[Rows from a dataset]
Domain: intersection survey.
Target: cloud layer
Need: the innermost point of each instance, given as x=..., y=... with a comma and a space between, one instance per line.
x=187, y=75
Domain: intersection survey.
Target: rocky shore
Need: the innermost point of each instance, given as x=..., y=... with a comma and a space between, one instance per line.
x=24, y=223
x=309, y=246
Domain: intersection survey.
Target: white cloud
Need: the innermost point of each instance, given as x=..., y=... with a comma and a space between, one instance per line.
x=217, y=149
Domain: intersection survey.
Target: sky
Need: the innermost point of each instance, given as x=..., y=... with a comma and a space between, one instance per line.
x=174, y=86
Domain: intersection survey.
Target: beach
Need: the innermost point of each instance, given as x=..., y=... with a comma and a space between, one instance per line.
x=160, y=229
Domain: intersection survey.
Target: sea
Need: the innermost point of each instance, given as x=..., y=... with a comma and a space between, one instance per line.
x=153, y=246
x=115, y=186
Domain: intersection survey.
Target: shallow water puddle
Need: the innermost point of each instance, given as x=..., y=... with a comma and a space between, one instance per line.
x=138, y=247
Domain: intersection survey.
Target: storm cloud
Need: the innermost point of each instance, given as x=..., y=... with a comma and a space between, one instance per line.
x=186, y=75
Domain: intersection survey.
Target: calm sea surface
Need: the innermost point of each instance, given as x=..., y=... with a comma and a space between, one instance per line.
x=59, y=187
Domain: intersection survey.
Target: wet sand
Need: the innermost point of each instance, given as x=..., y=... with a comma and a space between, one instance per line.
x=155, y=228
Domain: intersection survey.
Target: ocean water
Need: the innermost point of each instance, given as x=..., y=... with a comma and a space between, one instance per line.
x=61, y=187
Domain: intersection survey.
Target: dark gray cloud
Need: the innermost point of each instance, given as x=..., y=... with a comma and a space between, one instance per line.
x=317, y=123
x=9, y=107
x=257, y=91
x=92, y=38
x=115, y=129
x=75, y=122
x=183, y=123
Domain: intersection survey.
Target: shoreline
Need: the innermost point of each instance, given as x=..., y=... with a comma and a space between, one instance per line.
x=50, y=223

- Task requirements -
Which lines in the data above contain the word "cloud"? Copy each of them out.

- Output for this exercise -
Target: cloud layer
Target: white cloud
Target: storm cloud
Target: dark gray cloud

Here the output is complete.